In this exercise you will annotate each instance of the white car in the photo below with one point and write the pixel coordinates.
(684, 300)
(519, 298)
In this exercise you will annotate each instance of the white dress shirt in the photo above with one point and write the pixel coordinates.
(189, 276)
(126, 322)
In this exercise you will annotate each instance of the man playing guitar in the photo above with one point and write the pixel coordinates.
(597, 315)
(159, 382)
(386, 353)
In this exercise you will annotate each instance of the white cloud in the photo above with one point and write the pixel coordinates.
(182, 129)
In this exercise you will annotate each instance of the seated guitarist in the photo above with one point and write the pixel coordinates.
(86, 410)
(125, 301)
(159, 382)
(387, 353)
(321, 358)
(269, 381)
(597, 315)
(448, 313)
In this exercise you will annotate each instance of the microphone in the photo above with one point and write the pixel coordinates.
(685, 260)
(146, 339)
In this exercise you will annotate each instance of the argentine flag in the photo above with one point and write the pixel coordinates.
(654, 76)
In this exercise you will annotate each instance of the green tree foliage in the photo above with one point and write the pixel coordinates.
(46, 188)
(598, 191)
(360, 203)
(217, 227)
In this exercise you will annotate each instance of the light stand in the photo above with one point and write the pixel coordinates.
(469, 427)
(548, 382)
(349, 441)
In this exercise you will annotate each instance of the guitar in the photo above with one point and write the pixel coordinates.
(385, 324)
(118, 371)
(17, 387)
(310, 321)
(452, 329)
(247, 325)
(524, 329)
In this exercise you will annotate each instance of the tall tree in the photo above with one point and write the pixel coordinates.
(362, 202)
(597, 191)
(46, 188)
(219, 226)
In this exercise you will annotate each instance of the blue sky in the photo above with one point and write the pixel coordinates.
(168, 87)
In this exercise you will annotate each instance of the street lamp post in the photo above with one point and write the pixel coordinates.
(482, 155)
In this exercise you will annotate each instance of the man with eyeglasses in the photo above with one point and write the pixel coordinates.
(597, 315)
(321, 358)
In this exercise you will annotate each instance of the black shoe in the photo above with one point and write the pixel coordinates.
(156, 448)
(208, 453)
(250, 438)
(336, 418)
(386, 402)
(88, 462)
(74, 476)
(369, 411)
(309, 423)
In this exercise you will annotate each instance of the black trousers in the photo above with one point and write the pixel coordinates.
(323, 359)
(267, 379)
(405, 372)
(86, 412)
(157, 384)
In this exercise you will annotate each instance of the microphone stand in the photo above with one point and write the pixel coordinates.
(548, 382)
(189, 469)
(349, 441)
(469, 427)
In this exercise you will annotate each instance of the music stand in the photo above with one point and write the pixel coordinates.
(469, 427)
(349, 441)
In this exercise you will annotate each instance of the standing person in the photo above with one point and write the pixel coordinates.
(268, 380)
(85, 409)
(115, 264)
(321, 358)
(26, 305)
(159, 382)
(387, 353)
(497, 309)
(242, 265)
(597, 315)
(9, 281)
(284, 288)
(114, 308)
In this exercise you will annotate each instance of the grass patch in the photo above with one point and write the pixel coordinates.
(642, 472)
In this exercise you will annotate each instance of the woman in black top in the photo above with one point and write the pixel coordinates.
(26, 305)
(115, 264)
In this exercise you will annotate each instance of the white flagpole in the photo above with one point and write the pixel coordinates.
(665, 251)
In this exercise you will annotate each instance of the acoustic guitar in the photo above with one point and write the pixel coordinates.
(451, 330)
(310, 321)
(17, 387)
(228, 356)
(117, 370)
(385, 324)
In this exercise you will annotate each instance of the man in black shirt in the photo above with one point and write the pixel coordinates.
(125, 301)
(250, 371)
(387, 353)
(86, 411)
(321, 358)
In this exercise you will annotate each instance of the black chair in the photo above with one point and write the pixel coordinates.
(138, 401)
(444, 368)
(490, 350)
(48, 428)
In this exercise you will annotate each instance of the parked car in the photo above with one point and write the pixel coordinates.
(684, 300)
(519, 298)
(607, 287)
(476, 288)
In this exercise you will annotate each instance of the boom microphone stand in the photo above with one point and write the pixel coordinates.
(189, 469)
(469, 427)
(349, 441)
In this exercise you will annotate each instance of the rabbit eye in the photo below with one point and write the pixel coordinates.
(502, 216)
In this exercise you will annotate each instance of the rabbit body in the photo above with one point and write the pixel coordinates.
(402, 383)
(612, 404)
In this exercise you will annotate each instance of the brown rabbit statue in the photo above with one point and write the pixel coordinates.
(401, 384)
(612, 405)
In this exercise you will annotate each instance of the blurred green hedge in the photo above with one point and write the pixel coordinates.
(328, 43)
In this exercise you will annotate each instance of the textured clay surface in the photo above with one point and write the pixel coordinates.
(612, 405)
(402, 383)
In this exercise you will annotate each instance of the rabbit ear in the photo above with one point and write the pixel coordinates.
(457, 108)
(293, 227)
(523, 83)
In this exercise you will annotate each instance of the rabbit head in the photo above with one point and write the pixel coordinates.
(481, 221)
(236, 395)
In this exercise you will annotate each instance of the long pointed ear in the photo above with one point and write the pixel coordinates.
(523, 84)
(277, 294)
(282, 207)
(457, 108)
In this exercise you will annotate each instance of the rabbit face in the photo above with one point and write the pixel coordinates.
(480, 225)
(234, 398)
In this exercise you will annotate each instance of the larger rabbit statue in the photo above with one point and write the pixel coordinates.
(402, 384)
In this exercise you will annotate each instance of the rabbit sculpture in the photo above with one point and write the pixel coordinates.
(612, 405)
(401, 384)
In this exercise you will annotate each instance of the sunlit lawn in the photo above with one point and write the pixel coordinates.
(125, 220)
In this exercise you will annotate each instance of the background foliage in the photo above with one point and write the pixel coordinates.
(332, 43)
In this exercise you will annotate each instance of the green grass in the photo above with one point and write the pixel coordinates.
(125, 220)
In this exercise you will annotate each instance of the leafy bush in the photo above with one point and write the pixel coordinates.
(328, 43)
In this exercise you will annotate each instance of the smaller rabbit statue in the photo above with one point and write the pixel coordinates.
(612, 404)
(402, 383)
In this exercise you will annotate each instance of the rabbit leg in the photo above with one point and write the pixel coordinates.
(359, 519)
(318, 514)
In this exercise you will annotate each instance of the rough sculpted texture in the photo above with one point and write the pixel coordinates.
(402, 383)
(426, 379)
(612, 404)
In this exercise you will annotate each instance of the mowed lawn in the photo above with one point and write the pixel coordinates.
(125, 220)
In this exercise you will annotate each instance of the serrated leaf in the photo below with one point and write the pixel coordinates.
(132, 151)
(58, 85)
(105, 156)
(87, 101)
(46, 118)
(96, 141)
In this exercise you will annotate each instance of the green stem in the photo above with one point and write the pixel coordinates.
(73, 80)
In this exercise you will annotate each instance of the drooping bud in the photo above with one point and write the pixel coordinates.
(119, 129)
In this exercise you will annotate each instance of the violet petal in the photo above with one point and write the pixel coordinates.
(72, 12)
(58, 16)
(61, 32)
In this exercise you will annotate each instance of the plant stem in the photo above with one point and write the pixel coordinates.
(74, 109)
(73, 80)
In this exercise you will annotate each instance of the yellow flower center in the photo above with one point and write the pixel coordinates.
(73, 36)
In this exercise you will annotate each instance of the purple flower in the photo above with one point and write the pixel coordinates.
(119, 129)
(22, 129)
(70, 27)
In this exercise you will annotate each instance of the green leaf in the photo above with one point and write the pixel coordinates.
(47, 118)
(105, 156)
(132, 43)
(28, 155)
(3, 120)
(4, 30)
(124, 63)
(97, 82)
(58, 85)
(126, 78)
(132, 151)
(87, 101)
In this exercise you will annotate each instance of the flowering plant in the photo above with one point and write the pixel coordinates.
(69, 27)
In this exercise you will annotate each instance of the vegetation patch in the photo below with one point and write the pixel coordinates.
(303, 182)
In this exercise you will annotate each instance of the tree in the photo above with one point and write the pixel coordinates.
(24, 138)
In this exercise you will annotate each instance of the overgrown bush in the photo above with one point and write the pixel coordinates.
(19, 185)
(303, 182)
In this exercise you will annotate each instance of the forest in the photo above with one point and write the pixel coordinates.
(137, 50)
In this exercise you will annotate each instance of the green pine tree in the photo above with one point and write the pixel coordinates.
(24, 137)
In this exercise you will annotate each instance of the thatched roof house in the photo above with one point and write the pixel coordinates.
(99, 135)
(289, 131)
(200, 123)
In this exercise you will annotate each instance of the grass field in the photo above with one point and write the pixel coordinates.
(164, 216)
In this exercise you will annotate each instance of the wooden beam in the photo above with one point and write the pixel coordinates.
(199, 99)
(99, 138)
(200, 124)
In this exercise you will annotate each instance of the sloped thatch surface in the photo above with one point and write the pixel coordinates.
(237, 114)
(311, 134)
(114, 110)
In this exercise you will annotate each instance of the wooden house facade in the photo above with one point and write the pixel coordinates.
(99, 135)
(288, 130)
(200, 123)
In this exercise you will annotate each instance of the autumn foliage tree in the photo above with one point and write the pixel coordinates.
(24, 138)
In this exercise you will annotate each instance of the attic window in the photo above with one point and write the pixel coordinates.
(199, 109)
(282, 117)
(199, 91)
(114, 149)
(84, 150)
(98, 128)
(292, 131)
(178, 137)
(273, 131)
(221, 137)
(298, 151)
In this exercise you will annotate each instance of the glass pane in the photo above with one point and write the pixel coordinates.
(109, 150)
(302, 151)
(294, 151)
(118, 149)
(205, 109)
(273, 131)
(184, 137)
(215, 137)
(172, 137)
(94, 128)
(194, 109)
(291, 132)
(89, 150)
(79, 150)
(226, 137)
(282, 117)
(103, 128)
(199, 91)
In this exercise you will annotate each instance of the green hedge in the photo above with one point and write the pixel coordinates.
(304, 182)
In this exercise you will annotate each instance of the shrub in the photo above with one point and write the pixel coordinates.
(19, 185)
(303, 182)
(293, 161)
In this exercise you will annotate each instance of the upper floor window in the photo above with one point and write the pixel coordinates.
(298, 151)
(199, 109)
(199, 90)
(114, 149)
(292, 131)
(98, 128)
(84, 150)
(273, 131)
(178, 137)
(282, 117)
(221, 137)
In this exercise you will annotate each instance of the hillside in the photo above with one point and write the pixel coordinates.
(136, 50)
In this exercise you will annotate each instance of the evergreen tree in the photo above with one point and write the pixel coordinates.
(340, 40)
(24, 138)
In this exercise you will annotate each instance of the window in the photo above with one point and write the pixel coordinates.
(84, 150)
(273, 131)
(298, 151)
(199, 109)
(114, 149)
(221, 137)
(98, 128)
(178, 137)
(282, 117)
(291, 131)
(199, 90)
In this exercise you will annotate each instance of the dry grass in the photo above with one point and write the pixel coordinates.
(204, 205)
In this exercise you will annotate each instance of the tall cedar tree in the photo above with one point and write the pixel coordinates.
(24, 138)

_Task to complete:_ Only output the lines from the one with "In this exercise you will annotate each instance of the dry" through the end of the entries above, exactly as they are.

_Exercise answer:_
In this exercise you will annotate each instance of the dry grass in the photo above with one point and write the pixel coordinates.
(204, 205)
In this exercise you will annotate each instance of the tall cedar tree in the photo above with one point and write the pixel coordinates.
(24, 138)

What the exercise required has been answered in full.